▶ [Problem requirements]: Copy out all lines bearing the word "number" from the listing below.

▶ [Extracted records]:
··········

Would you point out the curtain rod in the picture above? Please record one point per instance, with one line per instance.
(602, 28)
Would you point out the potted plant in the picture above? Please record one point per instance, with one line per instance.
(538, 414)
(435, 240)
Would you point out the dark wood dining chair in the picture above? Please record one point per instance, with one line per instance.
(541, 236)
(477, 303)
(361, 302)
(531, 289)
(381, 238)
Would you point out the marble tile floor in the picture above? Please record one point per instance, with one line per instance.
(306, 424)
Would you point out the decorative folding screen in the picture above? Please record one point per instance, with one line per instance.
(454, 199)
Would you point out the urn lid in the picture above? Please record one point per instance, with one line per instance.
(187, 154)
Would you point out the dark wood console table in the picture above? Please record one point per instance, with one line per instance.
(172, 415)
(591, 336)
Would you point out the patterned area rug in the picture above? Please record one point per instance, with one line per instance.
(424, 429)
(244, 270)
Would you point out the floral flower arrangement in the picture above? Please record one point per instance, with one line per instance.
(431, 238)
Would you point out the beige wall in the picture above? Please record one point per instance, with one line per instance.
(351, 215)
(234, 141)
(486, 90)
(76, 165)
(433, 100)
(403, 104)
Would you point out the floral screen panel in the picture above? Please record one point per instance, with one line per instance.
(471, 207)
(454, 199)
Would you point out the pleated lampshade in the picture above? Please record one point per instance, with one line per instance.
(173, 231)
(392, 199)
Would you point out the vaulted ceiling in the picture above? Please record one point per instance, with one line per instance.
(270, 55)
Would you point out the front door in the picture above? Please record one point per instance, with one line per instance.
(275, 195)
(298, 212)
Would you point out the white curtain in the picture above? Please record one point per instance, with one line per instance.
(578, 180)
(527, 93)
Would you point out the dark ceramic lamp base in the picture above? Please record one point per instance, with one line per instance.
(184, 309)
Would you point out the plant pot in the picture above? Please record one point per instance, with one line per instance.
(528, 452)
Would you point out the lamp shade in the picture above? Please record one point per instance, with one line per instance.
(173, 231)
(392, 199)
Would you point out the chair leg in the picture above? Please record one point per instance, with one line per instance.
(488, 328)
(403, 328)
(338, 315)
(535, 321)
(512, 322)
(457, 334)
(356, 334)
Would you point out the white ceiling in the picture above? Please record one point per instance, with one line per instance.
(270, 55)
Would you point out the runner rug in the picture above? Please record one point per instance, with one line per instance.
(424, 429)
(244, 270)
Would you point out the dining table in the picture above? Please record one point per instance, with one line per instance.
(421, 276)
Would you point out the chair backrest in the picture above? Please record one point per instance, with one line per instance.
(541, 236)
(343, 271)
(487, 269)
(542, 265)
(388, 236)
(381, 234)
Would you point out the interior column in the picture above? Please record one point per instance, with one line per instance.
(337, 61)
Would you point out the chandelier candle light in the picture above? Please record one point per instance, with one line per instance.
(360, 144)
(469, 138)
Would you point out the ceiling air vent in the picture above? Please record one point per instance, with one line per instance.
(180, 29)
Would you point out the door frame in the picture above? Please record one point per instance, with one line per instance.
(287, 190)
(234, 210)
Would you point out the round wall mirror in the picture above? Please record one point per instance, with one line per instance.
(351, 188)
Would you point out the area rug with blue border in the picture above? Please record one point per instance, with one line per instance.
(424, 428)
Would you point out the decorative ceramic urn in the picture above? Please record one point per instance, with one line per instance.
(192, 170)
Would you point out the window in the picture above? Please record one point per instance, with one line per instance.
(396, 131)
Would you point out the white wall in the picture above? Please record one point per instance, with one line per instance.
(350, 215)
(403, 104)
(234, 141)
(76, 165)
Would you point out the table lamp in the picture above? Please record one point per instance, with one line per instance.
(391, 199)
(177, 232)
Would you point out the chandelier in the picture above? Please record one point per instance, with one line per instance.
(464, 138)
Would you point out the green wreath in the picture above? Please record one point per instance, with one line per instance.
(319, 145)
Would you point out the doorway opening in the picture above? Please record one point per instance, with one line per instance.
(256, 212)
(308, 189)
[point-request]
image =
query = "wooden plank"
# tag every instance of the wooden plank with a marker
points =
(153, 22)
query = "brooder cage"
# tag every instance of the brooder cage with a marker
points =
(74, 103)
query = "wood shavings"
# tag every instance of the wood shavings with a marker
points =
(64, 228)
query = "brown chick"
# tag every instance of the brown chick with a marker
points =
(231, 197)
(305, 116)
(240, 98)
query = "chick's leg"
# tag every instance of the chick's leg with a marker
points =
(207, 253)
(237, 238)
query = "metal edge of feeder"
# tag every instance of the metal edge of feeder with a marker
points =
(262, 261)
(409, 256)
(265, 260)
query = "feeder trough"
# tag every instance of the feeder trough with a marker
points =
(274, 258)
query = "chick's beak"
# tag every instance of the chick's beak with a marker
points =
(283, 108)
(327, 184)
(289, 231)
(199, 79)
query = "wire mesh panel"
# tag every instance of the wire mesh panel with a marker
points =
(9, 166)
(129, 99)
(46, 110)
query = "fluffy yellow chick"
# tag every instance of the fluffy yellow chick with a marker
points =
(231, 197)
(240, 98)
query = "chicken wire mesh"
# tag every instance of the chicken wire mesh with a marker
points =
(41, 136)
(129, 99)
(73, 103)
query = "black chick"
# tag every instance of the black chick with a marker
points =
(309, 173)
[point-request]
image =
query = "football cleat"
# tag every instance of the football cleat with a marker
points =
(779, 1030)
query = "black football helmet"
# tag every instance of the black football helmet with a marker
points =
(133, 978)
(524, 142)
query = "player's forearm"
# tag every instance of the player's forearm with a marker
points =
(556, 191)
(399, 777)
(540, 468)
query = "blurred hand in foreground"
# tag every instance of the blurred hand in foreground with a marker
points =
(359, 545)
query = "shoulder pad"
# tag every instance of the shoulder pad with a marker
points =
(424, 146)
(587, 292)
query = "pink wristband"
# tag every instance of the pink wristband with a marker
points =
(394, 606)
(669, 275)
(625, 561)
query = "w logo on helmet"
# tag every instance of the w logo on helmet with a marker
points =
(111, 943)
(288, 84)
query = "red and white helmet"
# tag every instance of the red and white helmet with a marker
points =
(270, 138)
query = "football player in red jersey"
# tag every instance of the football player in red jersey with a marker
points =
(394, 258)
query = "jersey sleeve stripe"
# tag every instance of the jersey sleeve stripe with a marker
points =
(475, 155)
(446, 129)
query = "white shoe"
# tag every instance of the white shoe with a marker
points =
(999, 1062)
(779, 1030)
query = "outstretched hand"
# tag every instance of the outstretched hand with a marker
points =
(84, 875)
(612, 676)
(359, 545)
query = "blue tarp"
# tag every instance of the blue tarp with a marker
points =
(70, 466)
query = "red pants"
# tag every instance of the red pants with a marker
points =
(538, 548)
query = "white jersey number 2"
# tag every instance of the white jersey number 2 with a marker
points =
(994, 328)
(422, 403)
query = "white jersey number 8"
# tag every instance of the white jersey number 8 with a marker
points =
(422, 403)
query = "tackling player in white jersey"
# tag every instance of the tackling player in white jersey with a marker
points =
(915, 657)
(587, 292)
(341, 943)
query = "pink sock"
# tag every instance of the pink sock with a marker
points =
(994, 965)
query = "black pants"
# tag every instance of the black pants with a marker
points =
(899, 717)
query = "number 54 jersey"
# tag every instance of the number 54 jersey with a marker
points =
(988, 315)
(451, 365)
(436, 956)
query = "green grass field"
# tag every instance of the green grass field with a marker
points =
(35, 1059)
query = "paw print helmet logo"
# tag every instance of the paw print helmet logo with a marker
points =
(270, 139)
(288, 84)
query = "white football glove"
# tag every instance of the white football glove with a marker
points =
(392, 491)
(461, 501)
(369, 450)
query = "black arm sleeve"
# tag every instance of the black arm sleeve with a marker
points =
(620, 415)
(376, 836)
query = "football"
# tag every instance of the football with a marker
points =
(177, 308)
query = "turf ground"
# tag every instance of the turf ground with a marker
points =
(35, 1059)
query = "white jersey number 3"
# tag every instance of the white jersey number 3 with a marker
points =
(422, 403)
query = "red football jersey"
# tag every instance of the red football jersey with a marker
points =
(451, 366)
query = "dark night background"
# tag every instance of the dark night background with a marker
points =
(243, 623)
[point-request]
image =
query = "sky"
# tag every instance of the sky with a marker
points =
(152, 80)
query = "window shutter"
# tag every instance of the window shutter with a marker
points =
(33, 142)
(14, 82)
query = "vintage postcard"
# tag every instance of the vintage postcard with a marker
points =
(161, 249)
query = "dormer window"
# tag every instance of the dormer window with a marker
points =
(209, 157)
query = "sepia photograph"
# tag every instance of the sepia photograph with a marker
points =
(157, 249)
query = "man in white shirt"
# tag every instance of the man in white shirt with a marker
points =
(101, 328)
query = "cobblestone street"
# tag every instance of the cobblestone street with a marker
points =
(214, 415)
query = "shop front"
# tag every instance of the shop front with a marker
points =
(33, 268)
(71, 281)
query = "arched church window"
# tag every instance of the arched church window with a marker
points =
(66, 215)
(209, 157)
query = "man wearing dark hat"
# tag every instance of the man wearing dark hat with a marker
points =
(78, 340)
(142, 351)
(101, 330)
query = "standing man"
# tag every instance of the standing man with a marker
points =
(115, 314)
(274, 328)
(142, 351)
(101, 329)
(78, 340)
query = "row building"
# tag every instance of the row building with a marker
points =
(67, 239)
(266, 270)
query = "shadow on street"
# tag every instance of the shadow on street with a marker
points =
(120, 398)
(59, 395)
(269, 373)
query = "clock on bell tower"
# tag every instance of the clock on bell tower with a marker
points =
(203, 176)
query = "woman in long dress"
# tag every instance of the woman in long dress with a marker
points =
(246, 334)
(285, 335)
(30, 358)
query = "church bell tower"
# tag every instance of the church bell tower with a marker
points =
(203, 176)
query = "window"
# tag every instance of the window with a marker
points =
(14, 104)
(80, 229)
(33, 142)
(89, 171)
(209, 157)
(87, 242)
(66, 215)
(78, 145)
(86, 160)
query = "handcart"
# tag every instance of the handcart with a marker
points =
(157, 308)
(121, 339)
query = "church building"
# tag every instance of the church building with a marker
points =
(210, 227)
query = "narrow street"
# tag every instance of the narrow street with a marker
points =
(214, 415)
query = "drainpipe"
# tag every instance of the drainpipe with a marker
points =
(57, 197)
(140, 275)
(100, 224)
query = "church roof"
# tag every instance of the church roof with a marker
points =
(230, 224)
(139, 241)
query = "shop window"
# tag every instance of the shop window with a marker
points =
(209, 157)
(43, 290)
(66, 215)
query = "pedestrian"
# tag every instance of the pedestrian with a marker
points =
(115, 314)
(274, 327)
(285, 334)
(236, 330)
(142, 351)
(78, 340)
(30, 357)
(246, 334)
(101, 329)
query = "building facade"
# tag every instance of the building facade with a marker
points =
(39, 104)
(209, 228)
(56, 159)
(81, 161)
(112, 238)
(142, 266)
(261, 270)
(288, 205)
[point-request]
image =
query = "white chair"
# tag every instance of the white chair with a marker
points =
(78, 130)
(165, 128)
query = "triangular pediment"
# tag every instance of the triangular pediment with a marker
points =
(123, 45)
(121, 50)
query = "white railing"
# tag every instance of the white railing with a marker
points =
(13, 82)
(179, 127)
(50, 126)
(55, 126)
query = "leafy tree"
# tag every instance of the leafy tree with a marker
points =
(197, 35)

··········

▶ [Your solution]:
query = "white jersey number 2"
# tag every instance of the white jersey number 2 with a marker
query = "white jersey number 8"
# tag every instance of the white jersey number 8 with a marker
query = "number 54 jersey"
# tag every instance of the number 54 jersey with a marker
query = "white jersey number 3"
# tag every instance of the white jersey number 3 with a marker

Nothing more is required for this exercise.